TASK DATA below:

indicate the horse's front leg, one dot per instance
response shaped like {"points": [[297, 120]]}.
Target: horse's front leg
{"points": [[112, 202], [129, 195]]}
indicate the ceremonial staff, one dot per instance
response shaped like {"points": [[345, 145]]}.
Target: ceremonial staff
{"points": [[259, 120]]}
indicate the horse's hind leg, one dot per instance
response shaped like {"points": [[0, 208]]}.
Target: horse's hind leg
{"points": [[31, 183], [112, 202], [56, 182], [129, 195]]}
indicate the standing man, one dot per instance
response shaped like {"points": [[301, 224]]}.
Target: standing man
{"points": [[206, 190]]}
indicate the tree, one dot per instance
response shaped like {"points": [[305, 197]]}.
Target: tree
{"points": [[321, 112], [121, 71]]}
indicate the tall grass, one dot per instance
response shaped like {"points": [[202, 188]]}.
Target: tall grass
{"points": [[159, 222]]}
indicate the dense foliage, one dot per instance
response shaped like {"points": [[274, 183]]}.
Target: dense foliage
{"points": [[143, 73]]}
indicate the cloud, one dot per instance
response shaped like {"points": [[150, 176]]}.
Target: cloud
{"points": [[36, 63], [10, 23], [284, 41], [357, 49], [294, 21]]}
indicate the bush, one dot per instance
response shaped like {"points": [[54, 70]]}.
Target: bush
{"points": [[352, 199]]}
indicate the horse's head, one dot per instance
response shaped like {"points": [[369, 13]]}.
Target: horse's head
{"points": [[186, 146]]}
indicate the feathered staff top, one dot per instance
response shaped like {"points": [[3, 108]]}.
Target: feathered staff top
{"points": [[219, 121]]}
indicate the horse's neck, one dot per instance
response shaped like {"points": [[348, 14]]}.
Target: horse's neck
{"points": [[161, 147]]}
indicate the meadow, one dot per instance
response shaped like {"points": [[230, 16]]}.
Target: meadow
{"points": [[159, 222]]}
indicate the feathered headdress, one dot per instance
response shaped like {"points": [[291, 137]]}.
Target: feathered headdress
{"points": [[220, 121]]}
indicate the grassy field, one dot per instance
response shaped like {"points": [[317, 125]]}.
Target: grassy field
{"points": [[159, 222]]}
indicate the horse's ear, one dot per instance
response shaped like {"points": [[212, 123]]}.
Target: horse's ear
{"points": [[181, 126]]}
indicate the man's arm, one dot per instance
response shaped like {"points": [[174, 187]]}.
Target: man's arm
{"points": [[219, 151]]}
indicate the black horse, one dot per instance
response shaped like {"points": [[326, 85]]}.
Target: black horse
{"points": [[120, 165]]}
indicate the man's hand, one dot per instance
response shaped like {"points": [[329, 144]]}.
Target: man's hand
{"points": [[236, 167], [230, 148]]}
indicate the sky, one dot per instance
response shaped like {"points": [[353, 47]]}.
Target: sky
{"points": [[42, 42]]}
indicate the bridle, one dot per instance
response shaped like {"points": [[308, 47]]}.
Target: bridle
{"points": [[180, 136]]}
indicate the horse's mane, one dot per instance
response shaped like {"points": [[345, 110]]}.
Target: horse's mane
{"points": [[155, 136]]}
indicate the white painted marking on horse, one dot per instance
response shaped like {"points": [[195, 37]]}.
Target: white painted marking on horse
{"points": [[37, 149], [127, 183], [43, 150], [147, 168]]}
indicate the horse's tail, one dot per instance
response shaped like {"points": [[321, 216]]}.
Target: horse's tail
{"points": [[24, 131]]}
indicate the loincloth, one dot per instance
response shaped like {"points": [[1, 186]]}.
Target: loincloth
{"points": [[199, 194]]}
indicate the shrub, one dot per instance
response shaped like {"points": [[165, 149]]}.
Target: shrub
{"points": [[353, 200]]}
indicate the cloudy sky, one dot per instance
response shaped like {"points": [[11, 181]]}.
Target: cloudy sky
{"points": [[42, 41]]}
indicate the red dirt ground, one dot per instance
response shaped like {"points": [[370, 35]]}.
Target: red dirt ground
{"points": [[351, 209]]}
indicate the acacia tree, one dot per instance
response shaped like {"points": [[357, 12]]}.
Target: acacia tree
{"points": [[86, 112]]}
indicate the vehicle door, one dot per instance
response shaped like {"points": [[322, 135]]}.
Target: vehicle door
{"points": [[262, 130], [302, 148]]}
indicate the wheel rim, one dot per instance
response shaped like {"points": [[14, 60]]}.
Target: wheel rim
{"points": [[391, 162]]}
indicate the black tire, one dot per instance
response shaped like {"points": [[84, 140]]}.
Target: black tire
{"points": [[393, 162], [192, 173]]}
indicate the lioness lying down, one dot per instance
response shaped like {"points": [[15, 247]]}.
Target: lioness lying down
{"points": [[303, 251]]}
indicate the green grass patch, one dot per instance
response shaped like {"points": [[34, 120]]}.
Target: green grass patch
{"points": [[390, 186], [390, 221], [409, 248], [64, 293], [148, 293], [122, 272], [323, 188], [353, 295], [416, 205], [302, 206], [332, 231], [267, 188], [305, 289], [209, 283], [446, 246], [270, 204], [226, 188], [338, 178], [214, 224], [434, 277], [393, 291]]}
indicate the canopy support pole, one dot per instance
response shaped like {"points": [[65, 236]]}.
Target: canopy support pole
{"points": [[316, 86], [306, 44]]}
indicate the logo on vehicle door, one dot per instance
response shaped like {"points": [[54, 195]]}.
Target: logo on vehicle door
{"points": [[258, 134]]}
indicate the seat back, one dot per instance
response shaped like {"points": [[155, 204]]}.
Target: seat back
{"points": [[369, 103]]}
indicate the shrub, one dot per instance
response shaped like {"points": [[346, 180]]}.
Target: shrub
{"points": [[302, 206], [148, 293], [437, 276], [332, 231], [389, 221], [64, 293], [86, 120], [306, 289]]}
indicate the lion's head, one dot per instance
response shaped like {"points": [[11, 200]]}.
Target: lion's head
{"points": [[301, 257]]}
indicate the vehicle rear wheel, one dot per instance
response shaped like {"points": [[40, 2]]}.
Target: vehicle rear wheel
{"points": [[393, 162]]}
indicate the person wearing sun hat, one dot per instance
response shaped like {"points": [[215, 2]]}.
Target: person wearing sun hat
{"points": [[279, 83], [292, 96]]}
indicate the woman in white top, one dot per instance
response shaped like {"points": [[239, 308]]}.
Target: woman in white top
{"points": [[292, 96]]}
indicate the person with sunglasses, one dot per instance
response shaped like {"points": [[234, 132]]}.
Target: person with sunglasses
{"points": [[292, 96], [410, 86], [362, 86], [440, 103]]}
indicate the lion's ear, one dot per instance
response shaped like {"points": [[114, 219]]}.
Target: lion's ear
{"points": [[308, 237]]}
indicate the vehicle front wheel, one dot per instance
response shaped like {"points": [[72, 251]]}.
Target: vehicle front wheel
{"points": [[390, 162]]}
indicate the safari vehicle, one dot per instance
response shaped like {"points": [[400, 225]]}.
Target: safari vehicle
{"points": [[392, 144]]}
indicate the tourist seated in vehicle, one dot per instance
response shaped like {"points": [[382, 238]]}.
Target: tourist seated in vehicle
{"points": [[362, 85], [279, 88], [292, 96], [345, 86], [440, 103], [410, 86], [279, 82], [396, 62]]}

End of TASK DATA.

**REQUIREMENT**
Copy exactly the lines that begin with the one containing "indicate the tourist" and continue to the end of the records, both included, and nothing more.

**RESULT BELOW**
indicate the tourist seated in vehicle, one dot per instance
response shaped like {"points": [[382, 238]]}.
Target: tourist seated in vehicle
{"points": [[362, 85], [279, 88], [292, 96], [345, 86], [440, 103], [410, 86], [279, 82], [396, 62]]}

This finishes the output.